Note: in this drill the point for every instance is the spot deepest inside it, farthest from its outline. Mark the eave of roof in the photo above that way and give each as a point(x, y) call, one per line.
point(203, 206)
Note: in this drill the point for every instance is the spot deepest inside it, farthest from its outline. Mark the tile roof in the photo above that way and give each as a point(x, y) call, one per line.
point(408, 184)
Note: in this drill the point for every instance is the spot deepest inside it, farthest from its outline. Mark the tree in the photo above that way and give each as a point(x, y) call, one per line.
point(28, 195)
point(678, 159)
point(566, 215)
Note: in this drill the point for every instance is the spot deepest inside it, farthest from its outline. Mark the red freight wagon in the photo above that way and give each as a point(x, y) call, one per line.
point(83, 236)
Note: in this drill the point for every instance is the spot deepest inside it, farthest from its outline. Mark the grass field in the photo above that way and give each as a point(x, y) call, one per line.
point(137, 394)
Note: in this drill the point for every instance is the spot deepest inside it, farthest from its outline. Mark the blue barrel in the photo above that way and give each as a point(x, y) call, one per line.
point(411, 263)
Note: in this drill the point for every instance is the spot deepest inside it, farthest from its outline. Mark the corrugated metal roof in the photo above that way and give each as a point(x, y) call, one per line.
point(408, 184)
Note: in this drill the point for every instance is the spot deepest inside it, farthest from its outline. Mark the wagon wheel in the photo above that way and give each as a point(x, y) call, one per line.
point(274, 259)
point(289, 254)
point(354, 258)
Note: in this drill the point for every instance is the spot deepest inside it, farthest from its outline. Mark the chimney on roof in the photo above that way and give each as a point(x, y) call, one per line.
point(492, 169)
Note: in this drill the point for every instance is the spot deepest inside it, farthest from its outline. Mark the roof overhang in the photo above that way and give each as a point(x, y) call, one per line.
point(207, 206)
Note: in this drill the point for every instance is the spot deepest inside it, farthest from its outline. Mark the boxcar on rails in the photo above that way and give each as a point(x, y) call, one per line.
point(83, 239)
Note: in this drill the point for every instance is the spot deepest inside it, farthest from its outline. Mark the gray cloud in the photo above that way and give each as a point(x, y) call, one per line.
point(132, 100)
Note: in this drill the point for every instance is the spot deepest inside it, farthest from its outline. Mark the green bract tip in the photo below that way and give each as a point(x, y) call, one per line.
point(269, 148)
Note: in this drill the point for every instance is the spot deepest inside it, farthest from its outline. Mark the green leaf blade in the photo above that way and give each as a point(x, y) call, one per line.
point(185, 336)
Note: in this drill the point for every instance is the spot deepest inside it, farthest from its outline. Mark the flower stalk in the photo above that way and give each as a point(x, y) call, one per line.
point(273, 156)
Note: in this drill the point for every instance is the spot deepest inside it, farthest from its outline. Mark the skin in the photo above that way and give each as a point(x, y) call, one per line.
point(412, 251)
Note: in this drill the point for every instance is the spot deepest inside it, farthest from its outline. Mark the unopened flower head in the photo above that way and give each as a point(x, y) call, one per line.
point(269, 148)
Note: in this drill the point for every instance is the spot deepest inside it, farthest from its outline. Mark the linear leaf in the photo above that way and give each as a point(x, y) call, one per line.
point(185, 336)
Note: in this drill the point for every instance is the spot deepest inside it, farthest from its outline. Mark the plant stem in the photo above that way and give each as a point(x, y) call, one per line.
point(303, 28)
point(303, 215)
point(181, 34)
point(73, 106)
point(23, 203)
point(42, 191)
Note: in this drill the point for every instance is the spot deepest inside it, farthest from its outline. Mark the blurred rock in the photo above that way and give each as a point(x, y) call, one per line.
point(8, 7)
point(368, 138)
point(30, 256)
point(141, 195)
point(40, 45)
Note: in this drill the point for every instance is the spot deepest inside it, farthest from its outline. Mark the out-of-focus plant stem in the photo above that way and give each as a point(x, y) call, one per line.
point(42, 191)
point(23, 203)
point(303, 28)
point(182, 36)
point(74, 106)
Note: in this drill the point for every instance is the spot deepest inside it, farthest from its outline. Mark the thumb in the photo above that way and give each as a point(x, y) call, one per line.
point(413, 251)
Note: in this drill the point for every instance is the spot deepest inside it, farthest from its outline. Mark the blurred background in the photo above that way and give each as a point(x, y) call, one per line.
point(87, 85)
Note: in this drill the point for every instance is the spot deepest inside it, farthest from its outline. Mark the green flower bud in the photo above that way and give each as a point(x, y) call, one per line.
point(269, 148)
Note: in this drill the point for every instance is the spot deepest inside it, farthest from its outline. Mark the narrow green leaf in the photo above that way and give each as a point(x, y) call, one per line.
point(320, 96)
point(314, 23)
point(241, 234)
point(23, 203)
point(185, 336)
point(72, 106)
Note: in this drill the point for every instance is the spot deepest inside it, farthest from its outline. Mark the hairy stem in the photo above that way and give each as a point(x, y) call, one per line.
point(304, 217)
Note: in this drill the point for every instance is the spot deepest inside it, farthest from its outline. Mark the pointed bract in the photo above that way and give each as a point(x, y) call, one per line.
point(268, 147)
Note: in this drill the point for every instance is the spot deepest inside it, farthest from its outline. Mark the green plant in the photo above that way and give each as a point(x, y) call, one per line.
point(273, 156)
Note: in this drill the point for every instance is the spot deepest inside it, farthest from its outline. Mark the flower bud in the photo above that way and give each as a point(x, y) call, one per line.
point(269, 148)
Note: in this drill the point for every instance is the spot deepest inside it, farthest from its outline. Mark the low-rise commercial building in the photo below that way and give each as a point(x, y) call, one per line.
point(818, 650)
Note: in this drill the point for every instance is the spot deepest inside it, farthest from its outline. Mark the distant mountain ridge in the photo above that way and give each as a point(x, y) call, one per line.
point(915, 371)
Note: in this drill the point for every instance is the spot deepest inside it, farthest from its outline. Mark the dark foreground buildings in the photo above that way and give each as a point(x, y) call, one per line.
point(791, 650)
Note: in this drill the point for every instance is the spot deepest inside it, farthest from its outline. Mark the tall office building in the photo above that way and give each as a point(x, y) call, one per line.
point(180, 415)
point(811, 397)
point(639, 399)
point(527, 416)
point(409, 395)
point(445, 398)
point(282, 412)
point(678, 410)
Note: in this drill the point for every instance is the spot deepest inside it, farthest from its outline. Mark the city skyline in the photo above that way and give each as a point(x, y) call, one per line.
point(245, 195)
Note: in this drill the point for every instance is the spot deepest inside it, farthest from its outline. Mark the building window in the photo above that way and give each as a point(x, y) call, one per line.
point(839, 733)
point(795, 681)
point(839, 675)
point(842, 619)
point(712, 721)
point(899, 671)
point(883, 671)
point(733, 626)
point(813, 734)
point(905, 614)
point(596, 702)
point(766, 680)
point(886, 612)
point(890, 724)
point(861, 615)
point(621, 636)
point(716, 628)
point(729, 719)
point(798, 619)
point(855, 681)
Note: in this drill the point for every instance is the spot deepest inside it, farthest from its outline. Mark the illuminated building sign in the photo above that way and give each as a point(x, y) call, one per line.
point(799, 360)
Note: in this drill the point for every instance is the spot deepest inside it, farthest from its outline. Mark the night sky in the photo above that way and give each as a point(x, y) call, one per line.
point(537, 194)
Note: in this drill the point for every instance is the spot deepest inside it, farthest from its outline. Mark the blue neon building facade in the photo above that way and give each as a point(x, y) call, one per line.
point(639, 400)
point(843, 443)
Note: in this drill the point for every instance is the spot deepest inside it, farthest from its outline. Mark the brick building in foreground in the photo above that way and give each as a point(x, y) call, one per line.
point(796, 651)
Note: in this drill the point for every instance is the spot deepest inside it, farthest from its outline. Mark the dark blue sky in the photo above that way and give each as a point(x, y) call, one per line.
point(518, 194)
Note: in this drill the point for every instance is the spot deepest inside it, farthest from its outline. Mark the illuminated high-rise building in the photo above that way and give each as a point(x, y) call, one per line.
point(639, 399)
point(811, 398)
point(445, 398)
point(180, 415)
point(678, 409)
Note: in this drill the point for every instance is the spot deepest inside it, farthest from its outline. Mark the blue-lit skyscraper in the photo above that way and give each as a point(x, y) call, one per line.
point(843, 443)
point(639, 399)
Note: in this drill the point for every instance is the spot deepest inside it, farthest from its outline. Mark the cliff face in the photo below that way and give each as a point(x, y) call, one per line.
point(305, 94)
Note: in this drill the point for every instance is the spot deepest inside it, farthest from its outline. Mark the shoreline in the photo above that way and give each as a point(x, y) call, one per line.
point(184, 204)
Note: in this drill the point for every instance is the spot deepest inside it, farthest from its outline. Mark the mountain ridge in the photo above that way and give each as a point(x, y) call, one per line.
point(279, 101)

Short problem:
Switch "eave of roof" to "roof edge" in the rows from the start through the line containing "point(203, 206)", leaving everything else unchanged, and give back only those rows.

Answer for the task:
Note: in this drill the point for every instance is the spot deepest inside it, farthest from its outline. Mark the roof edge in the photo above that way and give each as a point(x, y) call, one per line.
point(203, 206)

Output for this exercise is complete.